[STATED TASK] Format as a numbered list, omitting blank lines, only the records from the line containing "Segment neighboring house visible above." through the line containing "[462,83,640,141]", with both of those lines included.
## Begin
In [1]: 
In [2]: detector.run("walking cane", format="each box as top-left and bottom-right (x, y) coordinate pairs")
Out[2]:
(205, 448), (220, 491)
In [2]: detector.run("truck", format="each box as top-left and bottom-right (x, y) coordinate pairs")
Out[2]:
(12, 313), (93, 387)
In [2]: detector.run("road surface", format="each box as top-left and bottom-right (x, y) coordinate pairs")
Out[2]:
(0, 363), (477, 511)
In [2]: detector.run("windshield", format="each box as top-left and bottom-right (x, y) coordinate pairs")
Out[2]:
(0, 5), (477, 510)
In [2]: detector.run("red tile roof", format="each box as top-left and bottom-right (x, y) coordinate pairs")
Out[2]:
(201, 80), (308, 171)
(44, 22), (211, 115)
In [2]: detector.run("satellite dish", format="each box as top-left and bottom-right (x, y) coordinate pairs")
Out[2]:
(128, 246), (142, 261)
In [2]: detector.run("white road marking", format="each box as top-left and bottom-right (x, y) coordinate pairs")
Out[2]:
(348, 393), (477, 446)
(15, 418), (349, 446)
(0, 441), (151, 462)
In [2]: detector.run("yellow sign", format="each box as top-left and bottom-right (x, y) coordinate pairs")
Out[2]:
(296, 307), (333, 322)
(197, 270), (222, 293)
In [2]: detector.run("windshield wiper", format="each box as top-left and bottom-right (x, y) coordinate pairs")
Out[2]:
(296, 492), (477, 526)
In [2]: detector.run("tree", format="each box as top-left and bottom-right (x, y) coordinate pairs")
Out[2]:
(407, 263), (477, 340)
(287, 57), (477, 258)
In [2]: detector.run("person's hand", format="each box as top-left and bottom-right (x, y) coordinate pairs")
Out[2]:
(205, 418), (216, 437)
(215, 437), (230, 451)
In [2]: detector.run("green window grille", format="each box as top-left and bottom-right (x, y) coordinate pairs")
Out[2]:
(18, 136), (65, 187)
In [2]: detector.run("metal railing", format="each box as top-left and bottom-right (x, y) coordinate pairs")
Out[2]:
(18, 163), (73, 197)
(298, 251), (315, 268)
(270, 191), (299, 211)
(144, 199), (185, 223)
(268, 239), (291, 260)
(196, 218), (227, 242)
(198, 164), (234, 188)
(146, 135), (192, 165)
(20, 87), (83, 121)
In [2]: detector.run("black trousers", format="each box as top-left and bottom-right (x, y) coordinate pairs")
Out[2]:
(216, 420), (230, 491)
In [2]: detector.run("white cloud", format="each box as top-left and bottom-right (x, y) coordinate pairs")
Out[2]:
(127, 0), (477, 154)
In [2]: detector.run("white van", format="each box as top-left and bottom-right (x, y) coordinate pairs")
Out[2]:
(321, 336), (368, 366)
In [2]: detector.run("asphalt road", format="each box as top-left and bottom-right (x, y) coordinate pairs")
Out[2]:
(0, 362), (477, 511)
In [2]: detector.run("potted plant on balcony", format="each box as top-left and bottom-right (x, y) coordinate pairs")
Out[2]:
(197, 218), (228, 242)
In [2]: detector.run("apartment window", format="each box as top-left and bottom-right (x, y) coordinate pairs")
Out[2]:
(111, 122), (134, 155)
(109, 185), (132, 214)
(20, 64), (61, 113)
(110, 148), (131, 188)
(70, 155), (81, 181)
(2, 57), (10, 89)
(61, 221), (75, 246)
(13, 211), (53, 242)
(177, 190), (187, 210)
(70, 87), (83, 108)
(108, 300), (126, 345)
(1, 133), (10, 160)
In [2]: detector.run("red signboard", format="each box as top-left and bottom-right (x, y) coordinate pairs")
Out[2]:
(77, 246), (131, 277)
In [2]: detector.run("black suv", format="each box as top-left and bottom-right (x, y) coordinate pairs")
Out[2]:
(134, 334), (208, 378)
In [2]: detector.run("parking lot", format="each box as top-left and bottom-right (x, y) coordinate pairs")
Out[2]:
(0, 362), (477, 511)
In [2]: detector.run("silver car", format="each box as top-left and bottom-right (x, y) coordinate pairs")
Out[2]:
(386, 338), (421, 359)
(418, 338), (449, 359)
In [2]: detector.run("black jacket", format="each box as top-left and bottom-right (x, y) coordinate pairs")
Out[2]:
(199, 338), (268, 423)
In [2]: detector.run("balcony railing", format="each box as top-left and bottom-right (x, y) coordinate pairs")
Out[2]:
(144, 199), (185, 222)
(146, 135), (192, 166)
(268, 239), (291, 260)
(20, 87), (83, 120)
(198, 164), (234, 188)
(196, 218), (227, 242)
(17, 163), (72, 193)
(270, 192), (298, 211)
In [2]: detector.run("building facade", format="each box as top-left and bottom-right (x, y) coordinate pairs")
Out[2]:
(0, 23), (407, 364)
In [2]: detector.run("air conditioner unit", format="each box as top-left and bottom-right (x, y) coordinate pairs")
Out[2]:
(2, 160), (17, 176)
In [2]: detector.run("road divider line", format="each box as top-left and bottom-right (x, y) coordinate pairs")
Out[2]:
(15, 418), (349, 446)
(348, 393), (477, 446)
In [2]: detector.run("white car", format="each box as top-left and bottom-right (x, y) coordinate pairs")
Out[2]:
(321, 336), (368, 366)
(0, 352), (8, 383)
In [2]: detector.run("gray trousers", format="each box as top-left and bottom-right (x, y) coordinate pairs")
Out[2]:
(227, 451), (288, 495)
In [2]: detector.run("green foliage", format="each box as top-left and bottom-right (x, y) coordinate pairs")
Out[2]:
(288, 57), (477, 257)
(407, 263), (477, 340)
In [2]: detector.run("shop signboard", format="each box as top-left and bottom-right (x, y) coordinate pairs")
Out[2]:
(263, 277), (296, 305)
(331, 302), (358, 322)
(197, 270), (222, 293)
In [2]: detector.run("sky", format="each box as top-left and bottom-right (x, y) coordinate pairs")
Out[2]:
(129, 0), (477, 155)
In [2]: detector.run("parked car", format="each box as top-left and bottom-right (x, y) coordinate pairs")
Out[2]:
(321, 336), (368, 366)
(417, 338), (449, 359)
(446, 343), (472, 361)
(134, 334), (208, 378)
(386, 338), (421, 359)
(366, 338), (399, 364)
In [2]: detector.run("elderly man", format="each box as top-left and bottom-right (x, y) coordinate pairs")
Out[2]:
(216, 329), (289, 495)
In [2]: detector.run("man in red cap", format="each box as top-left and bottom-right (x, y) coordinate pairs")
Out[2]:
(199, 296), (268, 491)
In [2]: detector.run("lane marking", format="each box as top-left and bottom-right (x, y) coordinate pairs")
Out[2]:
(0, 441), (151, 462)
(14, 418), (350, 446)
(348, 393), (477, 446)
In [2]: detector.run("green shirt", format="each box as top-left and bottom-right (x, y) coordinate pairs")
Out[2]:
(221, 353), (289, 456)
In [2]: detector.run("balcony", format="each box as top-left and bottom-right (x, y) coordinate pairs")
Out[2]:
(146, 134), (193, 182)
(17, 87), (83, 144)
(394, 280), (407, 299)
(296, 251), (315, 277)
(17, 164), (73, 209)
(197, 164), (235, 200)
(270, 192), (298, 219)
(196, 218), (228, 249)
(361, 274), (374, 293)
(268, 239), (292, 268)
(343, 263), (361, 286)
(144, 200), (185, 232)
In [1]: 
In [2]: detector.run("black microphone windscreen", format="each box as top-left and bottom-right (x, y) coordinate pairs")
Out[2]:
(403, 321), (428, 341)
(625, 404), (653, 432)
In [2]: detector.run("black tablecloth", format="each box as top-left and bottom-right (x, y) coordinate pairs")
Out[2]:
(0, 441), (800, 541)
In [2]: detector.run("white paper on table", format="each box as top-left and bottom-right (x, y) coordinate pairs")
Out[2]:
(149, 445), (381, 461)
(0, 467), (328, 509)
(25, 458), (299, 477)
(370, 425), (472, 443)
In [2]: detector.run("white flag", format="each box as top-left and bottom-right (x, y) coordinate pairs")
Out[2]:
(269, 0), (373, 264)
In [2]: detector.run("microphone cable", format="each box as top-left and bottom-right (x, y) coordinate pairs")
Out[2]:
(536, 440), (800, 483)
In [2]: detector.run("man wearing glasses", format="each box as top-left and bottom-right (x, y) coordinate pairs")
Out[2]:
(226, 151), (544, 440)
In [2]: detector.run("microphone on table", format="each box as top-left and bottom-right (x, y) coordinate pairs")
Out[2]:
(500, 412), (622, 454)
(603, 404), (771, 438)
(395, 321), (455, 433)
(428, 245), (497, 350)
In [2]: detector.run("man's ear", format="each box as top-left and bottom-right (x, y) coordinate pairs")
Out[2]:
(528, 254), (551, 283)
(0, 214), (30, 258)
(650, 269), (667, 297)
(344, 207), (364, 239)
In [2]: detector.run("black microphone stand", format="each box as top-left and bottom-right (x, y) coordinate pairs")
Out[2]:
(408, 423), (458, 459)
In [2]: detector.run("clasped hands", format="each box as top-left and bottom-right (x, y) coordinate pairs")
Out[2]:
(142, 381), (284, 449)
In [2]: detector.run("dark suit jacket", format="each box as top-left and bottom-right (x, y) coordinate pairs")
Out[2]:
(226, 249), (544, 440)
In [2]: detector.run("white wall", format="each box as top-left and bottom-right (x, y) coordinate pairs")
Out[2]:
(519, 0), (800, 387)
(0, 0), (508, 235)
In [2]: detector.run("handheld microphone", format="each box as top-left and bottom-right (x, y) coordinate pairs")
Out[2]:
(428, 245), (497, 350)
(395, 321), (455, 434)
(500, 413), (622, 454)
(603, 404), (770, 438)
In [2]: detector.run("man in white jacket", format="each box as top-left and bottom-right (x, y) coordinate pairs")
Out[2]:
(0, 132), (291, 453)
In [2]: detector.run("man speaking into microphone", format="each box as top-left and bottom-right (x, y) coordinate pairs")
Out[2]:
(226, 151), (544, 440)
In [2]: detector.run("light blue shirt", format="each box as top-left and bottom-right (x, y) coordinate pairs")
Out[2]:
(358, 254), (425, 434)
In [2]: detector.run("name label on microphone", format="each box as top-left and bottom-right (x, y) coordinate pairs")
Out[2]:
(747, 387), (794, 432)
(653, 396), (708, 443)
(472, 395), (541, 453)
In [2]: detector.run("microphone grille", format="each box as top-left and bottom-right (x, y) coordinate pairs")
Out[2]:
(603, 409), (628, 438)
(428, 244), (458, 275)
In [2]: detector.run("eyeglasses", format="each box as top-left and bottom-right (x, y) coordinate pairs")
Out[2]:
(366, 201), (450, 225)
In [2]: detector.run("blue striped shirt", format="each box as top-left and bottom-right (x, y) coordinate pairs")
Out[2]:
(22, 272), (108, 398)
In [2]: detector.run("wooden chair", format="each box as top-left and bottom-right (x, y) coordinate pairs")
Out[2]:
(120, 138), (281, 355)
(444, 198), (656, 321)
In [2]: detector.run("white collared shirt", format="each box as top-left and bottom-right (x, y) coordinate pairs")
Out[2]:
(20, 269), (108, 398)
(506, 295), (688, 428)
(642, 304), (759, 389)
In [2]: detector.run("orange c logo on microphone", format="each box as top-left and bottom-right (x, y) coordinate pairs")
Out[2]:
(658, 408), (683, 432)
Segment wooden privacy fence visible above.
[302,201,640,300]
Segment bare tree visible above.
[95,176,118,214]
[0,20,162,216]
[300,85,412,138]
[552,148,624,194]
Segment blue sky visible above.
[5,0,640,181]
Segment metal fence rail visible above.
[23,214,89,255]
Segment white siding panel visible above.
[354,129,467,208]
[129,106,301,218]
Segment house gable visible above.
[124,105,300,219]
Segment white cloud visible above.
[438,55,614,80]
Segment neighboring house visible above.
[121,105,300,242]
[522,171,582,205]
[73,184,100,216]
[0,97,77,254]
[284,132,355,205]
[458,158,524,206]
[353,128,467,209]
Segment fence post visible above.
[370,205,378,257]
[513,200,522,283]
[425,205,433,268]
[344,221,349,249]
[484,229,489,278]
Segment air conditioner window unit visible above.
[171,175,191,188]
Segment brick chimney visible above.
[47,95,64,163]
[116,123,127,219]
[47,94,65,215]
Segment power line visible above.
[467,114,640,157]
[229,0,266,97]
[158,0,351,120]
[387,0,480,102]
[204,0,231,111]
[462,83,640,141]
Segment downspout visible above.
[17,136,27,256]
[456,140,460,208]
## End
[RESPONSE TO THIS EXERCISE]
1. Segment neighboring house visible above.
2. [121,105,300,242]
3. [522,171,582,205]
4. [73,184,100,216]
5. [0,97,77,254]
6. [284,132,355,205]
7. [458,158,524,206]
8. [353,128,467,209]
9. Segment fence post visible above.
10. [370,205,378,257]
11. [513,200,522,283]
12. [425,205,433,268]
13. [344,221,349,249]
14. [484,229,489,278]
15. Segment air conditioner window unit visible above.
16. [171,175,191,188]
17. Segment brick chimney visible above.
18. [47,95,64,163]
19. [116,123,127,219]
20. [47,94,65,215]
21. Segment power line visible above.
22. [467,114,640,157]
23. [229,0,266,97]
24. [158,0,351,120]
25. [387,0,480,102]
26. [204,0,231,111]
27. [462,83,640,141]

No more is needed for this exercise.